start Entries supplied

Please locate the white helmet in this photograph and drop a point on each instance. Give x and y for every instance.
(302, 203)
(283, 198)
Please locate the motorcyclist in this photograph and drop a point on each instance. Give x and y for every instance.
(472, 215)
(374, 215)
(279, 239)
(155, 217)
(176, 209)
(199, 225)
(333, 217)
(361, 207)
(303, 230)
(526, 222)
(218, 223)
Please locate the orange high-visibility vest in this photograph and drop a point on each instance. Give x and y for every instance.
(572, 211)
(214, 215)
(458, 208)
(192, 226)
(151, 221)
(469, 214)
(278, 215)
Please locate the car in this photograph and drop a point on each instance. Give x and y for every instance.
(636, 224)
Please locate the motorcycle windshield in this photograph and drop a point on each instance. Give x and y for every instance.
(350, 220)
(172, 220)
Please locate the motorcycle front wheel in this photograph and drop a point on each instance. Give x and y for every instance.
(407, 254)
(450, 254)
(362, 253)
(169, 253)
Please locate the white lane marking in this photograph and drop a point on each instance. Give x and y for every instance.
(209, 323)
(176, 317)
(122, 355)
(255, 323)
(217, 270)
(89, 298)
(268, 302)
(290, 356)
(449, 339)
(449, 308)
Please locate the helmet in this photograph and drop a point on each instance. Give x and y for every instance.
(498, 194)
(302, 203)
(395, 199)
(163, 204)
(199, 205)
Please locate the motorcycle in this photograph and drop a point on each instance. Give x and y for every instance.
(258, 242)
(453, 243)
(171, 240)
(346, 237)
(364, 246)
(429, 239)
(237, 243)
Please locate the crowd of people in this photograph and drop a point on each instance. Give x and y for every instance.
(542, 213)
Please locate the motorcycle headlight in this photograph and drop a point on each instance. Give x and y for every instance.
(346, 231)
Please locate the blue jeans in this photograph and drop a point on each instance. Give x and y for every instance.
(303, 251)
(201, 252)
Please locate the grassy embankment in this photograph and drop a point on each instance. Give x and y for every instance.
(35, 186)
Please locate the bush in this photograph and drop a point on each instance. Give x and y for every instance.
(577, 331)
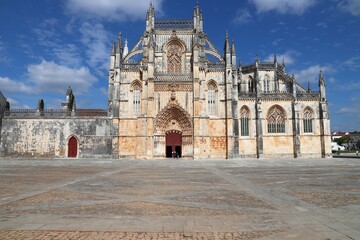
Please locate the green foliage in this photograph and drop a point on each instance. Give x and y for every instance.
(342, 140)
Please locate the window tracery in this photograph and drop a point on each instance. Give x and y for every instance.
(136, 99)
(174, 53)
(266, 84)
(276, 120)
(211, 99)
(244, 121)
(308, 116)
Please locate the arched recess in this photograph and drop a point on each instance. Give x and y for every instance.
(72, 147)
(135, 91)
(212, 97)
(276, 119)
(244, 121)
(251, 84)
(173, 119)
(308, 116)
(175, 55)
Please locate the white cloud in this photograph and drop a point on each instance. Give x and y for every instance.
(351, 6)
(123, 10)
(283, 6)
(15, 104)
(242, 16)
(288, 57)
(13, 86)
(97, 41)
(311, 74)
(3, 57)
(51, 77)
(67, 54)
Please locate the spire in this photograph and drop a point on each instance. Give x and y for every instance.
(227, 45)
(119, 45)
(321, 79)
(126, 49)
(113, 49)
(257, 61)
(233, 51)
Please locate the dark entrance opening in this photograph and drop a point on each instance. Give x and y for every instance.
(72, 147)
(173, 144)
(168, 151)
(178, 150)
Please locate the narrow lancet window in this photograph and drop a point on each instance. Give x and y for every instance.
(136, 100)
(276, 120)
(211, 99)
(244, 121)
(308, 116)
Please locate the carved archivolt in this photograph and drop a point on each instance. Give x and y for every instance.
(173, 117)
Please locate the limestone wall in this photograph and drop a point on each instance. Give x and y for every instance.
(39, 137)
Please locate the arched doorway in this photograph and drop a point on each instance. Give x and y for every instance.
(72, 147)
(173, 132)
(173, 144)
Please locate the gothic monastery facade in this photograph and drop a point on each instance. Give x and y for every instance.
(174, 92)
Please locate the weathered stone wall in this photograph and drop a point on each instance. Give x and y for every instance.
(2, 109)
(39, 137)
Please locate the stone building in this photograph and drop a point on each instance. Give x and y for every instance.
(173, 91)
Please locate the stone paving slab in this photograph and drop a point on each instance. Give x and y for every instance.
(180, 199)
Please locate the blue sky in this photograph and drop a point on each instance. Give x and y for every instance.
(47, 45)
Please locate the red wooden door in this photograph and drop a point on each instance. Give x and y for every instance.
(173, 141)
(72, 147)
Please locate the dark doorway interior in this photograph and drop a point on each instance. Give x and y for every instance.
(173, 143)
(178, 151)
(168, 151)
(72, 147)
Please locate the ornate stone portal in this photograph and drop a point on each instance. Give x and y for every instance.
(173, 119)
(174, 91)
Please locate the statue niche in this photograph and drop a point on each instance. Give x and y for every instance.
(174, 57)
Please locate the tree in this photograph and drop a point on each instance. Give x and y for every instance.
(342, 140)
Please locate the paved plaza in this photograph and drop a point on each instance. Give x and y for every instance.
(180, 199)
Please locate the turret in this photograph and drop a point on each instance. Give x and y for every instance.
(112, 56)
(126, 49)
(227, 51)
(256, 77)
(293, 86)
(119, 51)
(322, 88)
(198, 18)
(275, 60)
(150, 18)
(233, 55)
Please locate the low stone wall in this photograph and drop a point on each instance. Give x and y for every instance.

end Entries supplied

Given request: Working from the material above, transcribe it exactly while omitting pictures.

Reply:
Please locate the white helmet in this photograph and drop a point on each instance. Give x and y for every instance.
(302, 203)
(283, 198)
Please locate the motorcyclist in this photograph and drop a point on each instance. Give x and y for every instance.
(472, 215)
(374, 215)
(279, 239)
(155, 217)
(176, 209)
(199, 225)
(333, 217)
(361, 207)
(303, 230)
(526, 222)
(218, 223)
Please locate the orange high-visibility vest in this photograph and drop a point on each instance. Give x and y for every instance.
(572, 211)
(214, 215)
(458, 208)
(192, 226)
(151, 221)
(469, 214)
(278, 215)
Please locate the car in this photograph and drop a point on each instance. Give x and y for every instance.
(636, 224)
Please locate the motorcycle windshield in this photograph and drop a point on each instance. Give x and y for every instance.
(350, 220)
(172, 220)
Please locate the motorcycle front wheel in this photograph and drop a point on each instance. Give x and y for every instance.
(407, 254)
(450, 254)
(362, 253)
(169, 253)
Please locate the white lane marking in this photograph and drop a point on each instance. Give x and y for every instance.
(209, 323)
(176, 317)
(122, 355)
(255, 323)
(217, 270)
(89, 298)
(268, 302)
(290, 356)
(449, 339)
(449, 308)
Please locate the helmet in this photograph and drop a point on each instance. Give x and y for every instance.
(498, 194)
(302, 203)
(395, 199)
(163, 204)
(199, 205)
Please locate the motorcycle in this photograph and drop a point on each instance. Give x and y for every instance.
(258, 242)
(453, 243)
(171, 240)
(346, 237)
(364, 246)
(429, 239)
(237, 243)
Please locate the crowd of people in this photograph and drop a point on each instance. Give x and y for every instance.
(542, 213)
Please locate the motorcycle headlight in this photograph and drop a point on each instance. Give x and y for every instance.
(346, 231)
Please locate the blue jeans in this photograph and drop a point on each instance. Give x and y for every instance.
(303, 251)
(201, 252)
Please locate the grassy embankment in this photograph and drop a point on each instance. Give x and y for every instance.
(35, 186)
Please locate the bush in this photograph and drop a point on each instance. Give x and y for every instance.
(577, 331)
Please locate the green foliage in this photograph and drop a point on each instance. Give x and y for every instance.
(342, 140)
Please locate the window tracery in this photograph and drop a point on each instance. Give x and y for every instance.
(136, 99)
(174, 53)
(266, 84)
(276, 120)
(211, 99)
(244, 121)
(308, 116)
Please locate the arched recess in this photograph and drop a point on each instance. Give x and y for every instance.
(72, 147)
(135, 91)
(212, 97)
(276, 119)
(244, 121)
(251, 84)
(173, 119)
(308, 116)
(175, 55)
Please locate the white cloud in this photograph and drop a point on each instance. Give x and y for every instance.
(351, 6)
(123, 10)
(283, 6)
(15, 104)
(242, 16)
(288, 57)
(13, 86)
(97, 41)
(311, 74)
(3, 57)
(51, 77)
(67, 54)
Please locate the spire in this photograph and drop a point on each instance. Give x and y for every instance.
(227, 45)
(119, 45)
(321, 79)
(126, 49)
(113, 49)
(257, 61)
(233, 51)
Please locate the dark entrance opening in this photograph and drop a point on each instance. Give x and y for every instance.
(72, 147)
(173, 144)
(168, 151)
(178, 150)
Please locate the narrow lancet window in this photograph and drop a point on each instance. Give x and y for every instance.
(136, 100)
(276, 120)
(211, 99)
(244, 121)
(308, 116)
Please locate the carved archivolt in this photograph and drop a point on each instance. Give x and y for every instance.
(173, 117)
Please locate the limestone wall in this photograph and drop a point on each instance. Give x and y for every instance.
(39, 137)
Please locate the arched doorway in this photograph and drop a point on each instance. Give x and y for every instance.
(72, 147)
(173, 132)
(173, 144)
Please locate the gothic monastery facade in this photograph and drop a point on each instance. Give x and y for every instance.
(174, 92)
Please locate the weathered stone wall in this photograph and drop a point on each instance. Give x and y for every instance.
(2, 109)
(39, 137)
Please locate the stone building in this photograph and drop a point on each instance. Give x and y for every instance.
(173, 91)
Please locate the stone paving slab in this photograph and drop a point on each instance. Give x and y for every instance.
(180, 199)
Please locate the blue sky in this photograph and drop a point on each instance. Give x and y for every instance.
(47, 45)
Please locate the red wooden door in this photograph and drop a point on each instance. Give x and y for every instance.
(173, 141)
(72, 147)
Please locate the dark doorway interior in this photograph and drop a point on each instance. Give x and y for every instance.
(173, 143)
(178, 151)
(168, 151)
(72, 147)
Please locate the ornate stone portal in this photograph and drop a point on each instance. Give x and y for every instance.
(173, 119)
(174, 91)
Please locate the statue niche in this photograph and drop a point on each instance. Give x and y for every instance.
(174, 57)
Please locate the tree in this photograph and drop a point on each instance. Give x and y for every instance.
(342, 140)
Please locate the paved plaza in this photograph and drop a point on each instance. Give x and y for every instance.
(180, 199)
Please locate the turret in this photograph and drop a point on each instance. Give x and y for every instance.
(112, 56)
(126, 49)
(227, 51)
(256, 77)
(293, 86)
(119, 51)
(322, 88)
(198, 18)
(275, 60)
(150, 18)
(233, 55)
Please locate the low stone wall in this photograph and drop a point on each instance. Give x and y for every instance.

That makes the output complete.